Transcribe all of the rows below without changing a single character, and omit the pictures from your answer.

--- Start GIVEN RECORDS ---

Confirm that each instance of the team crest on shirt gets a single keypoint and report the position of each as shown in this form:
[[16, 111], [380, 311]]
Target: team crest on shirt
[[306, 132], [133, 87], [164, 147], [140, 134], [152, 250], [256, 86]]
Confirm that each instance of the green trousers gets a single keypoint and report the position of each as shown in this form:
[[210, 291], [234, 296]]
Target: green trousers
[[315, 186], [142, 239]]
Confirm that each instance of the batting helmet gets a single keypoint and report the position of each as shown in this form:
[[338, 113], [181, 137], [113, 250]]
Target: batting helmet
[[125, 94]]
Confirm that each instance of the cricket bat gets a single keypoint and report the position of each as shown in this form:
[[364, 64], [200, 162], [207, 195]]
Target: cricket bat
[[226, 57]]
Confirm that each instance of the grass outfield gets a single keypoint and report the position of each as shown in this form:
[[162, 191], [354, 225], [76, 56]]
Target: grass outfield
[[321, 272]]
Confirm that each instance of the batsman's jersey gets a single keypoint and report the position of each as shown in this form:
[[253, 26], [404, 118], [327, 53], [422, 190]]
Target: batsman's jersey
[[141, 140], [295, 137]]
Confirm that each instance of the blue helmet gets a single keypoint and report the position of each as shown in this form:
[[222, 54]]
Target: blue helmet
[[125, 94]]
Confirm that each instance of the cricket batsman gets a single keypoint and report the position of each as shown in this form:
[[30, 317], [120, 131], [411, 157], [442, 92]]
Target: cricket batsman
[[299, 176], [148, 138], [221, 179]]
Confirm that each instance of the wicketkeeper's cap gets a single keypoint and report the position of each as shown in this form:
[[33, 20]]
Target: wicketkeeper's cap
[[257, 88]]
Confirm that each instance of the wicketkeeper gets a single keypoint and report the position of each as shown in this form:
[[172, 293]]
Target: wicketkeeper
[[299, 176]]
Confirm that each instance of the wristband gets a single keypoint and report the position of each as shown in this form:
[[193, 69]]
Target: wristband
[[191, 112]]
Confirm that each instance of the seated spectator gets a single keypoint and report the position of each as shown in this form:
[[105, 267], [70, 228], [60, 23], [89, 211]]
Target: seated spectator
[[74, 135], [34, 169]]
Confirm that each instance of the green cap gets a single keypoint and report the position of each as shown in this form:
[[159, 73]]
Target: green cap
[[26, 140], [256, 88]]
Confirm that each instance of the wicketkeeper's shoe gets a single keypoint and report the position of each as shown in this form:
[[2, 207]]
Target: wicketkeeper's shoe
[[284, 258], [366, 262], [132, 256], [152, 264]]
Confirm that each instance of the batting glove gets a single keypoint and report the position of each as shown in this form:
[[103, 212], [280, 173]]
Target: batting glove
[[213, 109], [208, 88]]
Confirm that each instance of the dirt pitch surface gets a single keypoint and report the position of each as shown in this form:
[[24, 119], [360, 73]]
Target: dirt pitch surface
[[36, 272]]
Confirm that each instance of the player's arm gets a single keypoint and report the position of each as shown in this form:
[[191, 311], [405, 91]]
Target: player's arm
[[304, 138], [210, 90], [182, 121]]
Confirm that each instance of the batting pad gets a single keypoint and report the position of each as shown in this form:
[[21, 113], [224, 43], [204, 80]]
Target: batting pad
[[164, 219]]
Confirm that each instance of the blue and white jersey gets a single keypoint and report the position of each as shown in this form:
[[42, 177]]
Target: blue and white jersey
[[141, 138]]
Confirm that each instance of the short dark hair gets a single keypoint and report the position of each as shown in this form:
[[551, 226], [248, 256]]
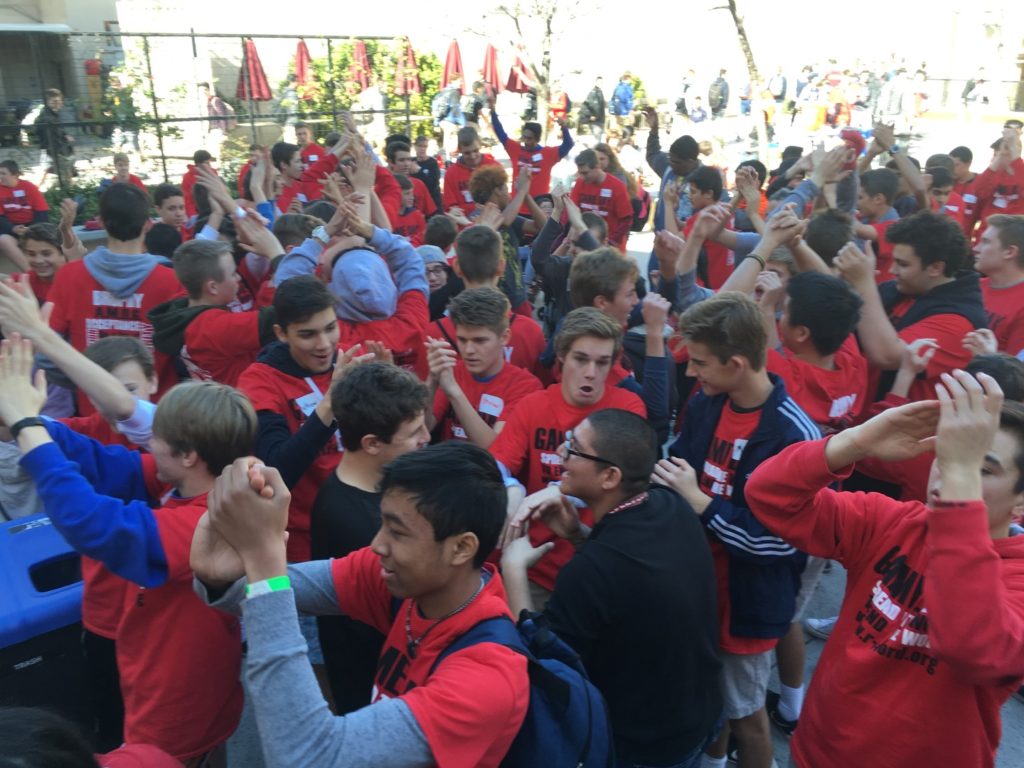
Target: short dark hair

--- End GIVEN RECORDS ---

# THE ANSWER:
Confirm that each instance of the team crest on shirt gets a single keypoint and report the position of each as shown in this form:
[[16, 111], [380, 311]]
Target: team crest on shirt
[[306, 132], [133, 87], [164, 147], [140, 134], [152, 250], [256, 86]]
Confirm that each instance of the green trousers gets a single keypoint and report the position of each as shown in this form:
[[210, 291], [234, 296]]
Target: green trousers
[[315, 186], [142, 239]]
Confirm that each instance of the batting helmet gets a single keypoint and report the position of each as shown in this form:
[[338, 113], [181, 137], [113, 250]]
Target: batting helmet
[[125, 94]]
Confirm that each instance of the cricket bat gets a single keypoint and report the position of each as shown in this form:
[[364, 64], [200, 162], [207, 195]]
Target: cricket bat
[[226, 57]]
Confirm that each instance of the grass outfield gets a single keypoint and report the position of each as shown in this form:
[[162, 191], [354, 225], [76, 56]]
Target: grass outfield
[[321, 272]]
Confirm that each instance of the batsman's jersey gets a single keypoint and report the position of each as shown in this form:
[[253, 26], [404, 118], [327, 53], [422, 190]]
Target: batsman's jersey
[[141, 140], [295, 137]]
Confirm that each instance of the blue helmet gets a single keypoint and report the position of each as shown in this form:
[[222, 54]]
Target: blue helmet
[[125, 94]]
Confirm that each instance of the cricket batsman gets a single keypoint and report the position of each as shown in this form:
[[30, 317], [120, 131], [411, 157], [442, 92]]
Target: cricket batsman
[[299, 176], [148, 138], [221, 179]]
Confirm that each instance of the wicketkeeper's cap gets a single keypoint and report the position of each as shown in this form:
[[33, 20]]
Target: wicketkeeper's cap
[[257, 88]]
Confirm that each instance of the wicketkeeper gets a single keypoint and report the position of each as shown in this form:
[[172, 293]]
Target: wicketkeeper
[[299, 176]]
Confirm that each instance of the wristband gets a single keypoint and report the position of each as shown in this form:
[[193, 69]]
Target: wristband
[[191, 112]]
Confirm that each instance of the seated spectator gets a single keypoint and report the position of each as shown in this form:
[[105, 267], [70, 228], [60, 23], [89, 211]]
Target: seated spectator
[[74, 135], [34, 169]]
Confirm that each instance of the green cap gets a single keypoint and report the position of each as shown in this form:
[[159, 73]]
Target: green cap
[[26, 140], [256, 88]]
Confirm that each instance of the wicketkeeper's shoe gets a single keypoint and report the position of each as shown in this form:
[[2, 207]]
Target: wicketkeeper's shoe
[[284, 258], [366, 262], [132, 256], [152, 264]]
Confirm that each instance of the batting glove gets a single keypoint and report the position of each as shown in this form:
[[103, 212], [280, 173]]
Target: batting glove
[[213, 109], [208, 88]]
Confirm that each instance of the dirt pitch surface gets a single keypoint and report the position of each as shown in this form:
[[24, 119], [360, 73]]
Target: dirt pitch surface
[[36, 272]]
Confirm that each instance of the player's arm gets a single keypoint and report the position of each as shown in this form:
[[191, 311], [405, 91]]
Target: player's arm
[[304, 138], [210, 90], [182, 121]]
Confirm that each instance of the batting pad gets a single keypoint and report the position of each as shown in this form:
[[21, 113], [224, 43], [204, 80]]
Target: batting pad
[[164, 219]]
Confirm that each instance of the blue and white jersey gets a single keypoint and report the position of each as shown in this form:
[[42, 177]]
Target: blue and white jersey
[[141, 138]]
Confirm that each instance of the short dark hair gets a single keypoint and report the position of each as shown in this form:
[[551, 226], [248, 256]]
Target: short dark hair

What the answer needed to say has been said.